Written request – Print the data below line for line, with no changes.

Supplied records –
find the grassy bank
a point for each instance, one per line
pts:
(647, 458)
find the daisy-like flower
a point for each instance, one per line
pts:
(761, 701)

Exercise response –
find the grassy bank
a point for each instance, one per line
pts:
(647, 458)
find the daisy-like flower
a point for each instance, one per line
pts:
(761, 701)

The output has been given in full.